» **Exercise requirements**:
(a) In the settlement passage below, what return on equity did the Joint Parties agree to as a result of the settlement negotiations?
(b) List every date in the settlement passage below on which a party served testimony.
(c) Recast the paragraph of the settlement passage below that begins "Sierra served its prepared direct testimony" as a list of who served which testimony and when.

** Start of Source passage **

2. The Settlement Agreement

The Joint Parties represent that the settlement negotiations were "lengthy and complex" and involved many different provisions and "numerous trade-offs involving cost of capital, revenue requirement, marginal cost, revenue reconciliation, and rate design issues."5 Pursuant to Rule 12.1 of the Commission's Rules of Practice and Procedure (Rules), on July 16, 2009, Sierra, DRA and A-3CC filed a Joint Motion to Accept Settlement Agreement of Sierra, DRA, and the A-3 Customer Coalition (Joint Motion). Attached to the Joint Motion, as Attachments A, B, and C, respectively, are the Settlement Agreement, a comparison table summarizing the parties' positions and the settlement position on results of operations, and a comparison table summarizing the class impacts under present rate revenues, under Sierra's proposed rate revenues, and under the rate revenues produced by the Settlement Agreement.

The proposed Settlement Agreement is an all-party settlement and resolves all issues raised in the protests and all elements of Sierra's 2008 GRC. No protest or comment was filed in response to the Joint Motion.

2.1. Testimony

Sierra served its prepared direct testimony on revenue requirement,6 marginal costs, revenue allocation, and rate design on August 1, 2008. Pursuant to ALJ Darling's Ruling, issued January 13, 2009, which extended time and revised the procedural schedule, DRA served its prepared testimony on results of operations7 relating to revenue requirement, PTAM, and Energy Efficiency programs on April 3, 2009 and its prepared testimony regarding cost allocation and rate design on April 17, 2009. Also on April 17, 2009, A-3CC served its prepared testimony on marginal costs and rate design.8 On May 29, 2009, Sierra served its rebuttal testimony on DRA's results of operations testimony and on A-3CC's marginal cost and rate design testimony.

The Settlement Agreement resolves all issues related to Sierra's 2008 GRC. Its primary provisions are summarized below.

Sierra proposed a capital structure of 43.71% Equity, 56.29% Debt, a Cost of Debt of 6.8%, a Return on Equity (ROE) of 11.4%, and a weighted average rate of return of 8.81%. No party opposed Sierra's proposed Capital Structure or Cost of Debt. DRA proposed an ROE of 10.5% and as a result of the settlement negotiations, the Joint Parties agreed to an ROE of 10.7%. All parties agreed to the revised weighted average rate of return of 8.51%, calculated using the settlement ROE of 10.7%.

** End of Source passage **
** Start of Raw data **

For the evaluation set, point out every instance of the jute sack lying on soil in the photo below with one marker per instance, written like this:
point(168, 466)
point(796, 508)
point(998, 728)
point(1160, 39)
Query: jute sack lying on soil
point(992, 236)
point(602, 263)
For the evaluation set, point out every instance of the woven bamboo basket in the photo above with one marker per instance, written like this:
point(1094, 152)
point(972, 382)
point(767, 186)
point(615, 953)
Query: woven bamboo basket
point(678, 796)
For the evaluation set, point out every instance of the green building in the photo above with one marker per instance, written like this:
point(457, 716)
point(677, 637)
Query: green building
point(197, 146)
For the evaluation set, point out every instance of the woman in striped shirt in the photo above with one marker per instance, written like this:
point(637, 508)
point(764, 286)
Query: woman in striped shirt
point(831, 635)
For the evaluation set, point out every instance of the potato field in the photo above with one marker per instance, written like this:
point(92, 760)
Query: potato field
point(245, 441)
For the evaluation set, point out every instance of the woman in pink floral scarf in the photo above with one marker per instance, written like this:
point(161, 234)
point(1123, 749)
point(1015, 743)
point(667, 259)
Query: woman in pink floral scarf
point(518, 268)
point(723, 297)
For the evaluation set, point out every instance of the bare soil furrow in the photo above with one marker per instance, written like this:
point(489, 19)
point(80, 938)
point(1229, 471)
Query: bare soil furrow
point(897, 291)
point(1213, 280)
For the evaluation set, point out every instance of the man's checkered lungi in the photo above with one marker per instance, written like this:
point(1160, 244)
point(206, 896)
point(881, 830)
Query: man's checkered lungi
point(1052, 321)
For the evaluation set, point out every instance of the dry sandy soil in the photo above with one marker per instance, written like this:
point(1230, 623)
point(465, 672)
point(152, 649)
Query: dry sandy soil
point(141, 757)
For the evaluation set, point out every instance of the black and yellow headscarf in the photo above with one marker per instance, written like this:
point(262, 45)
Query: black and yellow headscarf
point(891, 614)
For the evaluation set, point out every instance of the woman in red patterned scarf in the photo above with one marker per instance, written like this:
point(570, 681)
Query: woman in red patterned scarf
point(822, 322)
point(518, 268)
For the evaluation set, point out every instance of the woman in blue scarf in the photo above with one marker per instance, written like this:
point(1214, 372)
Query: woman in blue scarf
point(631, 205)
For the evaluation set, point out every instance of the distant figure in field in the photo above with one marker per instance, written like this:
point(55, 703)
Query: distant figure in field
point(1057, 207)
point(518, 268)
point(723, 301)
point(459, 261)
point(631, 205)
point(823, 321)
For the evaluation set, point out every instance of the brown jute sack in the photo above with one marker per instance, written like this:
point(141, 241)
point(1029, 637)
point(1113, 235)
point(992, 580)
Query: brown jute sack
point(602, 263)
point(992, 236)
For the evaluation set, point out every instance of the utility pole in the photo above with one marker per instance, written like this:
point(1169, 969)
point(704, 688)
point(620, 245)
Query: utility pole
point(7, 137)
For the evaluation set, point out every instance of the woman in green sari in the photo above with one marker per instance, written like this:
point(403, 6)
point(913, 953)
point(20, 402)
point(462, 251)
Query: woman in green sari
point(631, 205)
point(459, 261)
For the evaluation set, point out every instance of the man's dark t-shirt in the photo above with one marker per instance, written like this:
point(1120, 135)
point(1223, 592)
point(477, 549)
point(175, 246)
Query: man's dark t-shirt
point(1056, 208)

** End of Raw data **

» **Solutions**:
(a) The Joint Parties agreed to a return on equity of 10.7%.

(b)
- August 1, 2008
- April 3, 2009
- April 17, 2009
- May 29, 2009

(c)
- August 1, 2008: Sierra served its prepared direct testimony on revenue requirement, marginal costs, revenue allocation, and rate design.
- April 3, 2009: DRA served its prepared testimony on results of operations relating to revenue requirement, PTAM, and Energy Efficiency programs, under the schedule set by ALJ Darling's Ruling of January 13, 2009.
- April 17, 2009: DRA served its prepared testimony on cost allocation and rate design.
- April 17, 2009: A-3CC served its prepared testimony on marginal costs and rate design.
- May 29, 2009: Sierra served its rebuttal testimony on DRA's results of operations testimony and on A-3CC's marginal cost and rate design testimony.